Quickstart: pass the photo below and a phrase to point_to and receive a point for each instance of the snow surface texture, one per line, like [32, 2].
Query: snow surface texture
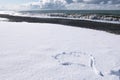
[56, 52]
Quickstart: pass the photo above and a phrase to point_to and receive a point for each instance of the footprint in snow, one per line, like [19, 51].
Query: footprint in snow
[72, 58]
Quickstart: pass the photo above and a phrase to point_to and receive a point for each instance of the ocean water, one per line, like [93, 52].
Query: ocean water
[100, 12]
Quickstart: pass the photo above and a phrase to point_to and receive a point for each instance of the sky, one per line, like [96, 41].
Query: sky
[60, 4]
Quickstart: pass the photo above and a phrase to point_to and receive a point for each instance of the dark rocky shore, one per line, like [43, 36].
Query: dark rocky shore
[109, 27]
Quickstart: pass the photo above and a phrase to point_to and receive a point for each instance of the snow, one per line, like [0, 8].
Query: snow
[35, 51]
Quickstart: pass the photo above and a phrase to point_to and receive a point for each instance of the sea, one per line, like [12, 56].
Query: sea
[100, 12]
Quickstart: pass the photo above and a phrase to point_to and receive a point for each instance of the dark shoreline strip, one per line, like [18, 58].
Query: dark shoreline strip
[109, 27]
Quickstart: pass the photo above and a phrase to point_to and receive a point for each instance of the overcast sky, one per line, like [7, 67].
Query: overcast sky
[60, 4]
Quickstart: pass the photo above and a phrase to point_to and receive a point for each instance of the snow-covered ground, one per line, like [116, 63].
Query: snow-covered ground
[56, 52]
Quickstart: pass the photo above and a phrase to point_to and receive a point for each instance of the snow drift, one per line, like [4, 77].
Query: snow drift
[56, 52]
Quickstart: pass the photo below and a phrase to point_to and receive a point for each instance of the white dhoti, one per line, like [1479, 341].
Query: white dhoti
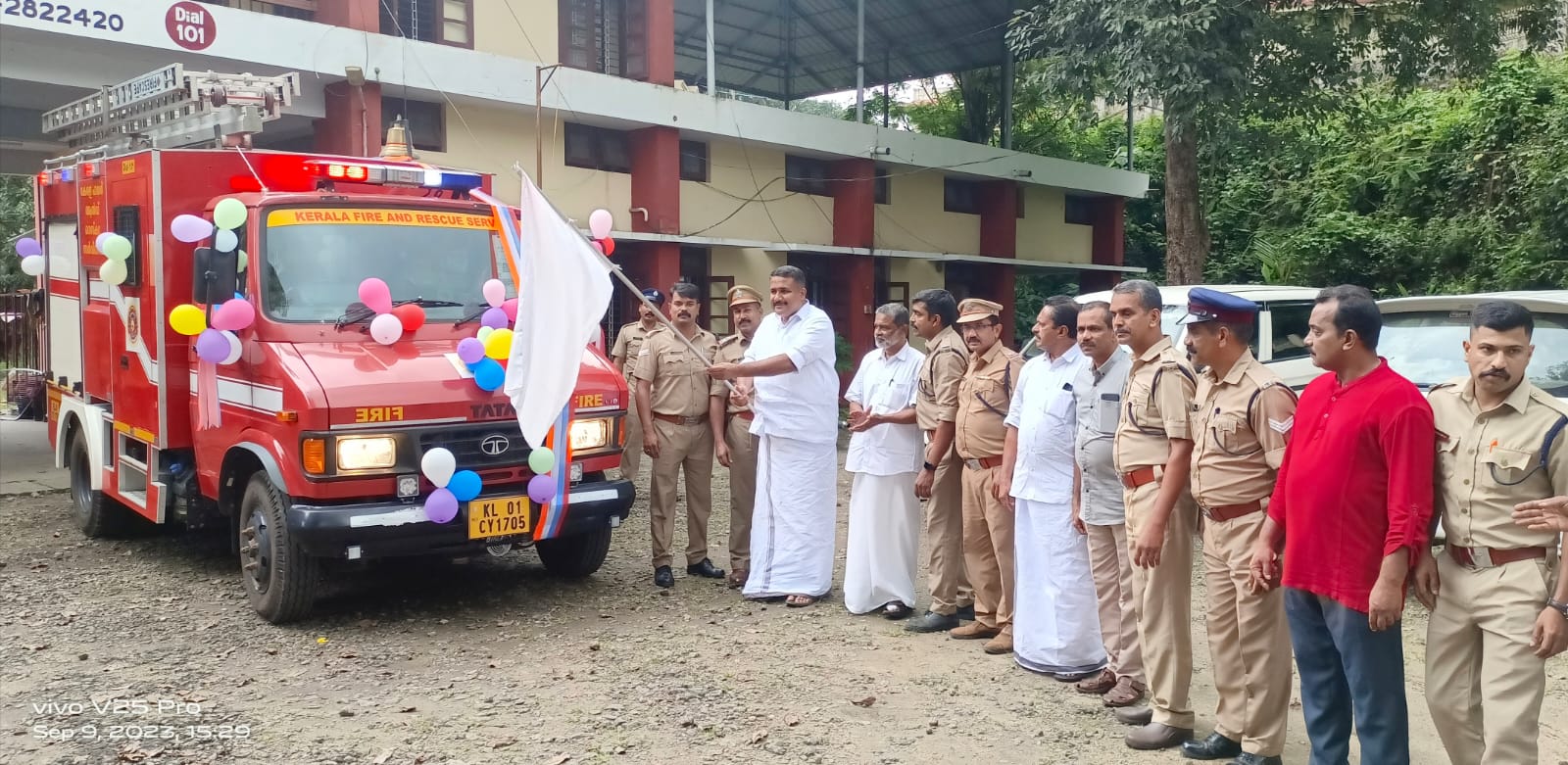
[794, 521]
[885, 540]
[1055, 619]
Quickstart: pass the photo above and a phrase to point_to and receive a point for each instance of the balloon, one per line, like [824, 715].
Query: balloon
[441, 506]
[188, 227]
[494, 292]
[375, 295]
[234, 313]
[494, 318]
[490, 375]
[229, 214]
[187, 320]
[541, 488]
[470, 350]
[410, 315]
[465, 485]
[438, 466]
[541, 459]
[212, 347]
[114, 271]
[386, 329]
[499, 344]
[600, 223]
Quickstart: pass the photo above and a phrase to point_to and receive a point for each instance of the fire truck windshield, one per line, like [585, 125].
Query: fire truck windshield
[314, 259]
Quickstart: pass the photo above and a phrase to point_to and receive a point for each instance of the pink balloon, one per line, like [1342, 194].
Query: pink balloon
[375, 295]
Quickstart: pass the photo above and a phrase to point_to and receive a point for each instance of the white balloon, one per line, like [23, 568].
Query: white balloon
[386, 329]
[438, 464]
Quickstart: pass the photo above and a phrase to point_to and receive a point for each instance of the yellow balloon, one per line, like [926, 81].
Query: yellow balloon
[499, 344]
[187, 320]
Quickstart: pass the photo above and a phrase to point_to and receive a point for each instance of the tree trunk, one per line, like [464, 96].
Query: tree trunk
[1186, 231]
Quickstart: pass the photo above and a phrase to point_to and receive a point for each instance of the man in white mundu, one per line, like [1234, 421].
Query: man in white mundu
[1055, 624]
[789, 381]
[885, 456]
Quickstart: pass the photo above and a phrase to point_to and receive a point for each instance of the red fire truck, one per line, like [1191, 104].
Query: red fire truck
[318, 456]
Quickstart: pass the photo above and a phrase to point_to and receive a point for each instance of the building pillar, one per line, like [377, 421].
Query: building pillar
[1107, 245]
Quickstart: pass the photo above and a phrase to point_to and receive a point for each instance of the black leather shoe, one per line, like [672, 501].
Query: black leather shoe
[1212, 748]
[705, 569]
[663, 577]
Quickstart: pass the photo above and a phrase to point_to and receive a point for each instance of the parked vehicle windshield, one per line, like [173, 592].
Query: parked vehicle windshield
[314, 261]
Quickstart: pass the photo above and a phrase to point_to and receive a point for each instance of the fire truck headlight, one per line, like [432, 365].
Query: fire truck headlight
[588, 435]
[366, 454]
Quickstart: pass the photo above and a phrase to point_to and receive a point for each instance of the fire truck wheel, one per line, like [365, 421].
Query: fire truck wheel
[278, 576]
[576, 556]
[98, 516]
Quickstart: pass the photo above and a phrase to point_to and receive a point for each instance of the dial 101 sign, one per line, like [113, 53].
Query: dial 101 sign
[190, 25]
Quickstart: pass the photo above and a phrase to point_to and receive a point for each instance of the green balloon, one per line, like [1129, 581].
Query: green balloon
[229, 214]
[541, 459]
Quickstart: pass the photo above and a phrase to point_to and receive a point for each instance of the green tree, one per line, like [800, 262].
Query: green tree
[1211, 60]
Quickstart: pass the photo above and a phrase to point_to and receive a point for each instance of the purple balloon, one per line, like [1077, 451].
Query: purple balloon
[212, 345]
[441, 506]
[541, 488]
[494, 318]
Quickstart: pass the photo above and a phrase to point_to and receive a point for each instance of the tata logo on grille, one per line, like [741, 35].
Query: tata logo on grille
[494, 444]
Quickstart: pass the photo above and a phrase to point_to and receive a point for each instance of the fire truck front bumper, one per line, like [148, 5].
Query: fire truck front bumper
[392, 529]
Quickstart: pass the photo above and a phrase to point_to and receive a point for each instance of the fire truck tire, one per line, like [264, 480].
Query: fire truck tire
[98, 516]
[576, 556]
[278, 576]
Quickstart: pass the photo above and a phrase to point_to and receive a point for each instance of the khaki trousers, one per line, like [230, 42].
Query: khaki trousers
[1110, 561]
[681, 449]
[945, 538]
[1164, 596]
[988, 550]
[1484, 681]
[742, 490]
[1249, 640]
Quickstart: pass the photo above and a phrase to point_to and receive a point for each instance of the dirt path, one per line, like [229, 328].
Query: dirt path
[493, 662]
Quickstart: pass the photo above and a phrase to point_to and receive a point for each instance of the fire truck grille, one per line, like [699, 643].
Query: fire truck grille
[480, 446]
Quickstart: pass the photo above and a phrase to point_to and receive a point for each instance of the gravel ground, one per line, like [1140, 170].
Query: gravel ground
[146, 650]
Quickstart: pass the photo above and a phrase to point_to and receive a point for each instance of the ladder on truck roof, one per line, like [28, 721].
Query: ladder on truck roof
[172, 109]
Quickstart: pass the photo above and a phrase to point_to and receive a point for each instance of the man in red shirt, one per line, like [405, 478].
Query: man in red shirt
[1352, 506]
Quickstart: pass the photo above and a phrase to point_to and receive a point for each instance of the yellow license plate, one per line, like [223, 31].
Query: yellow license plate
[499, 516]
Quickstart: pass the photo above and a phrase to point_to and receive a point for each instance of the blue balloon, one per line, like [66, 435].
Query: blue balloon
[490, 375]
[465, 485]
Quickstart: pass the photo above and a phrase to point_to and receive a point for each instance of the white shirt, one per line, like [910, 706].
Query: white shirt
[1047, 420]
[885, 386]
[802, 405]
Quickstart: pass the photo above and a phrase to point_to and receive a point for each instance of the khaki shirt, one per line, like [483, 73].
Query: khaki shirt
[1492, 461]
[1154, 407]
[1239, 431]
[984, 399]
[731, 350]
[679, 376]
[946, 359]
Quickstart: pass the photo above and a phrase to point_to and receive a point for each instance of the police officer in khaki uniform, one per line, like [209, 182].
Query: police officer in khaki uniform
[1494, 619]
[673, 399]
[1239, 427]
[627, 344]
[1152, 452]
[734, 444]
[933, 315]
[984, 399]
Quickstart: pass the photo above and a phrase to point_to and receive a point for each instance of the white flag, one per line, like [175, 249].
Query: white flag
[564, 292]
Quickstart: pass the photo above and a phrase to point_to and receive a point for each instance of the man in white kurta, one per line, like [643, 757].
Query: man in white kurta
[1055, 626]
[885, 456]
[789, 381]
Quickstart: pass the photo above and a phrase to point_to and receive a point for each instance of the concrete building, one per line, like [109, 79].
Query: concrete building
[715, 185]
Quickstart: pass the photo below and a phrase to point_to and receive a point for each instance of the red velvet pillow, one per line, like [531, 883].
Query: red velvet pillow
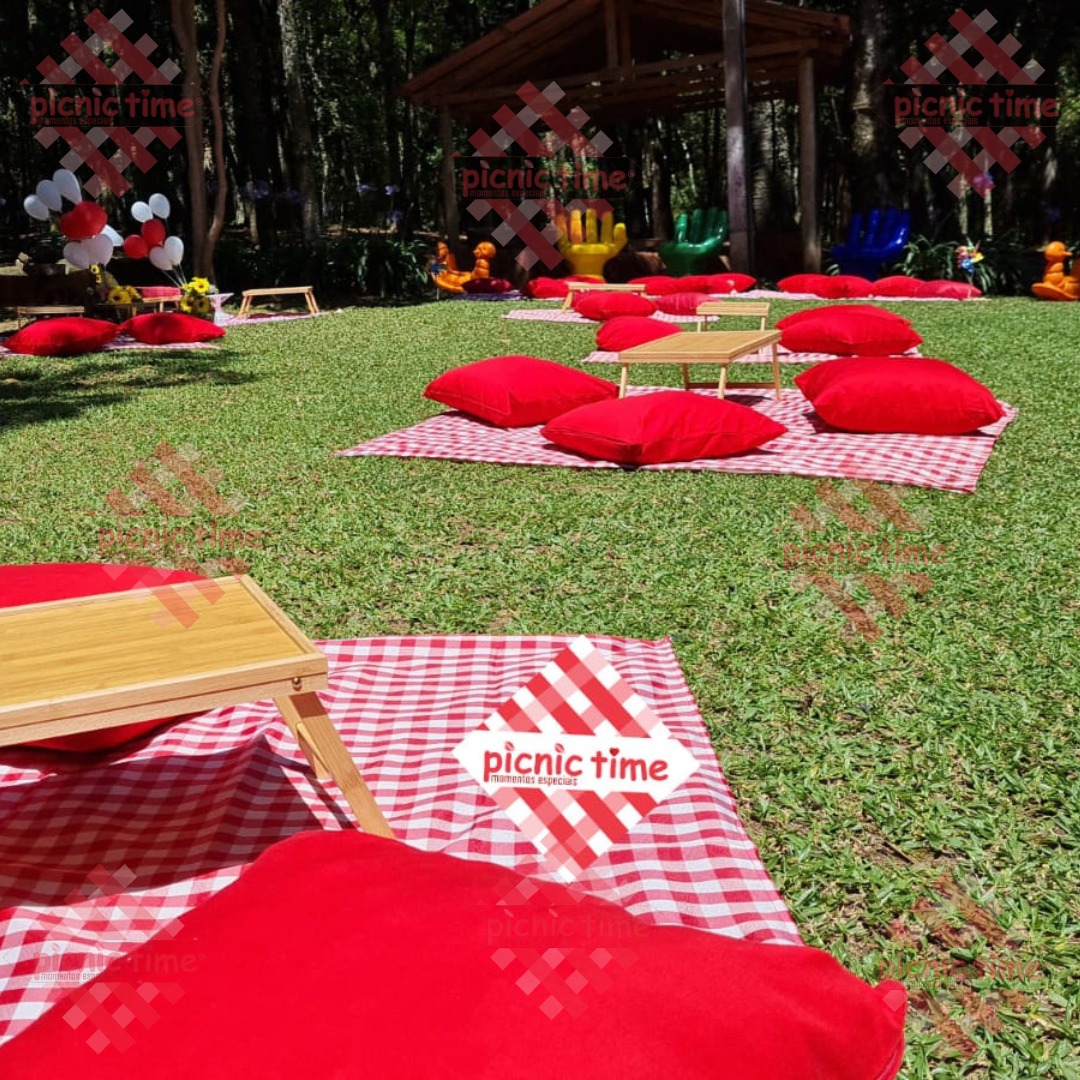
******
• _WRITTEN EXERCISE_
Revise everything from the line containing "like [175, 249]." down to the end of the data, swapping "concrete building" for "stone building" and keeping all else the same. Leave the pictures out.

• _EXPECTED OUTPUT_
Quickstart: pass the photo above and a phrase to point_to and receive a point for each instance of the white flag, one per line, like [175, 249].
Query: white flag
[564, 292]
Quickstart: pass the photo above and a phrase to point_to and receive a point for each instance of the man in white kurta, one per line, like [643, 757].
Query: man in white kurta
[1055, 626]
[885, 456]
[789, 381]
Quickstart: pass the photo above and a phrase to point_to and receive a point for each instance of the stone building, one per line, like [109, 79].
Query: stone building
[715, 185]
Quickstart: pass the photo below and a phrase to point_to and receive a point for each instance of the red velvet pillow, one per line, like [531, 883].
Query: red velvet pillow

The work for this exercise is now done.